• _Passage shown_
Animal testing has been widely used as a tool for hallucinogen study. Of course, it is impossible to tell when — or if — an animal is hallucinating. But it is possible to train an animal, using standard operant conditioning techniques, to recognize the effects of a given agent. In other words, a rat can be trained to press one lever to get food when under the influence of a particular hallucinogen, and a different lever to get food when it is not.

Two sorts of test are then possible. The trained animal can be given a different agent in a test of stimulus generalization — that is, to test whether the new agent produces effects similar to those of the training drug. Thus, a hallucinogen-trained rat can be given a new substance; if it presses the hallucinogen lever for food, then — for a rat, anyway — the new substance is a hallucinogen; if it presses the non-hallucinogen lever, the new substance is not.

The results can also be quantitative; that is, stimulus generalization studies can be conducted at various doses, in order to determine the potency of the new agent relative to the original agent. It is also possible to use animals to test stimulus antagonism; that is, an animal can be given a substance known to be an antagonist at a particular receptor site, and then tested to see if it still responds to the effects of the hallucinogen to which it has been trained.

There are two problems with such animal studies. First, it is an animal that is doing the discriminating. We have no way of knowing what is salient to a rat about its LSD or psilocin experience. What a rat or monkey considers to be the key features of a hallucinogenic experience may be very different from what a human would think.

Second, there are often significant neuropharmacogical differences among animals.

For example, a rat trained to recognize LSD does not respond if first given the 5-HT2A antagonists ketanserin or pirenperone. This indicates that the effect of LSD in the rat is mediated through the serotonin 5-HT2A receptor, which these antagonists block. But a monkey trained to recognize LSD continues to recognize it even when previously given either ketanserin or pirenperone. And mescaline, a 5-HT2A agonist, fails to substitute for LSD in monkeys, while 5-MeO-DMT, an agonist at both 5-HT1A and 5-HT2A receptors, does substitute for LSD. Does this mean that the experience of LSD is mediated through the 5-HT2A receptor in rats, but through the 5-HT1A receptor in monkeys? Does it mean that the LSD experience is mediated through both receptors in both animals, but what is important to a rat is mediated through one receptor and what is important to a monkey is mediated through the other?

• _Listed records_

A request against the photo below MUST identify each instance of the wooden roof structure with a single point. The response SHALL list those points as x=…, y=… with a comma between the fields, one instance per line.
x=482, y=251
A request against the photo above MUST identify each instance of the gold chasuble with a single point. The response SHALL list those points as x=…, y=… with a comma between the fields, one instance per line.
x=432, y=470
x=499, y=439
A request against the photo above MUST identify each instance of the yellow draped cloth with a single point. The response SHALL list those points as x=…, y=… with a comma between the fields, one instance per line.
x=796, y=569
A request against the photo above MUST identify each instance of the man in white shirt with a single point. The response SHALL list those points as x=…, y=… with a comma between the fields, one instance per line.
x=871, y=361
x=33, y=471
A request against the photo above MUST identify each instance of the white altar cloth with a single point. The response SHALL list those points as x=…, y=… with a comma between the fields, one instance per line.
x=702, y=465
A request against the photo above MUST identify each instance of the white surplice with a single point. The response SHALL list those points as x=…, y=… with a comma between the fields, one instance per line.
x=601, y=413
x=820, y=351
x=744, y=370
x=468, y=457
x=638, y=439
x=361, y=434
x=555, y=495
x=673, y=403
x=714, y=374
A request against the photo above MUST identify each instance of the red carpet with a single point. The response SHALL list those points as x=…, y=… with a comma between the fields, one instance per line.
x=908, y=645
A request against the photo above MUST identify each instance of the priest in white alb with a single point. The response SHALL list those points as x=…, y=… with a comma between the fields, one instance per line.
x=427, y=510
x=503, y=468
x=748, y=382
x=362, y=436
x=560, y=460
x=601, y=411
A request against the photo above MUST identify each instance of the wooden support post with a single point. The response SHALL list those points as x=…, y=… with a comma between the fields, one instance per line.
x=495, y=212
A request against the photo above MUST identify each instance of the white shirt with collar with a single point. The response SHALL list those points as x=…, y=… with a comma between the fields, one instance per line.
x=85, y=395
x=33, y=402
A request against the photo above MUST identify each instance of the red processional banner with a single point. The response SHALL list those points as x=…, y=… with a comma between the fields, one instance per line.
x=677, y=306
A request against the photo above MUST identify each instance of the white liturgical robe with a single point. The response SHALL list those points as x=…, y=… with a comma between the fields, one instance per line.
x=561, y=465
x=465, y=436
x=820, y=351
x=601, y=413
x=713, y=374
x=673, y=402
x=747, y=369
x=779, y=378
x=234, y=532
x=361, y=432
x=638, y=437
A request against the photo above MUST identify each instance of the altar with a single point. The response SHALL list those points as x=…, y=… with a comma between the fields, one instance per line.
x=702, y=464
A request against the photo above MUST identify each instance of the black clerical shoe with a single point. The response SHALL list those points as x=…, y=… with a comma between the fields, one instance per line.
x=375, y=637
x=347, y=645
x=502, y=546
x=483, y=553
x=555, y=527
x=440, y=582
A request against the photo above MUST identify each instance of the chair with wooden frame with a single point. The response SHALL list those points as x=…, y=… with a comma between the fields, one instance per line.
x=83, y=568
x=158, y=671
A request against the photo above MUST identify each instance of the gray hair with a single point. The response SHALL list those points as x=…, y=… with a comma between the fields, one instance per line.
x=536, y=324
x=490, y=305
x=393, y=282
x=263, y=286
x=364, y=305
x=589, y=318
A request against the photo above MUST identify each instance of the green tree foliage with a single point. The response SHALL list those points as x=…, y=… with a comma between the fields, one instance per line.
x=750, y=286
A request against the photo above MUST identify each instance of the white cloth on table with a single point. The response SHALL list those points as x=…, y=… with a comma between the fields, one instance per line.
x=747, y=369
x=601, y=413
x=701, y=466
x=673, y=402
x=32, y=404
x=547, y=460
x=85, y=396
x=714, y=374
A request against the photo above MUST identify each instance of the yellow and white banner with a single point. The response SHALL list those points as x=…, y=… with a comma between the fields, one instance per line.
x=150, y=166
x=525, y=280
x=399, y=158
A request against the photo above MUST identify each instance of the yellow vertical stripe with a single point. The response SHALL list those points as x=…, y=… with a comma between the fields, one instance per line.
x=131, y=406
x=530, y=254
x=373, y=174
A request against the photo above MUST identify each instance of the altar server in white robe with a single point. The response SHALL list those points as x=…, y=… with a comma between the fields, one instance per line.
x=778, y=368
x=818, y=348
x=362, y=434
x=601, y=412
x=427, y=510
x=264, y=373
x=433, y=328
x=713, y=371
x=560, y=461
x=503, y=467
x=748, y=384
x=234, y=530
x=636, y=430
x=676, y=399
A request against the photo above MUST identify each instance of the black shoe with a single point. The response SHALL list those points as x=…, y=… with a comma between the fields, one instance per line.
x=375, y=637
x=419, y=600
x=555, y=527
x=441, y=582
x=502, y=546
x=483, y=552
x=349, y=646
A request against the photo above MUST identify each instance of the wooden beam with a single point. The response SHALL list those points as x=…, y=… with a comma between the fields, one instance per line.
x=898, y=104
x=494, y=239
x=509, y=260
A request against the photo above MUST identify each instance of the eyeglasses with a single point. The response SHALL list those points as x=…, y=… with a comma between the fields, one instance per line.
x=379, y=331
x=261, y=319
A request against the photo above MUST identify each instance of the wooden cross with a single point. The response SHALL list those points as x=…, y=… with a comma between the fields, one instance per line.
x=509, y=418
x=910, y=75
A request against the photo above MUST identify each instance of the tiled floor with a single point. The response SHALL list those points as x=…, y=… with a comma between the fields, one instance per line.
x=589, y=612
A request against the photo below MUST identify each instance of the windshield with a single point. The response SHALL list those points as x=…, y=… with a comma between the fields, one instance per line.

• _To do_
1 – Reproduce the part of the passage on animal studies of hallucinogens between "Two sorts of" and "substance is not.", inclusive.
2 – Take the passage on animal studies of hallucinogens further, picking up right after its final sentence.
You can set the items aside, since nothing here depends on them.

• _Your written answers_
1 –
Two sorts of test are then possible. The trained animal can be given a different agent in a test of stimulus generalization — that is, to test whether the new agent produces effects similar to those of the training drug. Thus, a hallucinogen-trained rat can be given a new substance; if it presses the hallucinogen lever for food, then — for a rat, anyway — the new substance is a hallucinogen; if it presses the non-hallucinogen lever, the new substance is not.

2 –
Now, there are structural reasons to group DMT with LSD, psilocin, and other tryptamine hallucinogens. There are also reasons found in animal studies. One widely used training substance has been 2,5-dimethoxy-4-methylamphetamine (DOM). Rats who have been trained to distinguish between DOM and an inactive compound generalize the DOM stimulus to DMT, psilocin, LSD, mescaline, harmaline, N,N–diethyltryptamine, and α-methyltryptamine. There is something rat-salient in common among DMT, psilocin, LSD, and mescaline.

But there is reason to believe that the salient characteristic of ayahuasca and DMT experiences for humans may be opaque to rats. It may well be that rats experience with DMT what the Cashinahua call nixi pae besti, “only vine things” — visual distortions, geometric figures, shifting colors, pinwheels, fireflies — and that rats may perceive these as similar to the visual distortions induced by LSD, psilocin, and mescaline. Yet what is human-salient in ayahuasca and DMT experience is precisely the presence of other-than-human persons and of an extended explorable space within which these persons dwell; perhaps only humans can be — as the Cashinahua put it — blessed by yube, spirit of the boa, the owner of the vine, to see yuxin, spirits, beings with the appearance and agency of human beings.

Indeed, it turns out that the rat 5-HT2A receptor is structurally different from the human 5-HT2A receptor. At a single position in transmembrane 5 of the receptor protein, rats have the amino acid alanine, while humans have the amino acid serine. This difference is apparently enough for human 5-HT2A receptors to have a fifteen-fold higher affinity for psilocin than the rat receptor. As researcher David Nichols puts it, such observations “lend some uncertainty to the generalization of rat data to the human situation.”

We should be as clear as possible: nobody knows how ayahuasca creates hallucinations — or, put another way, how ayahuasca leads into the realm of spirits. Richard Glennon, a leading researcher in hallucinogen pharmacology, states, simply, “It is not yet known how these agents produce their hallucinogenic effects.” Biochemist Bryan Hanson writes: “Unfortunately, even if we know exactly how many receptor types there are, where in the brain they are located, what molecules bind to them, and how strongly, we still won’t know how hallucinations are produced.” The famed hallucinogen chemist Alexander Shulgin puts it this way: current studies may show where psychedelic drugs go, he says, but no one really knows how they work. As leading researcher David Nichols says, the missing pieces of the puzzle are the links between all these biochemical events and the parts of the brain that must be involved in changing consciousness.

And he adds, “It will probably be a long time before this connection can be made.”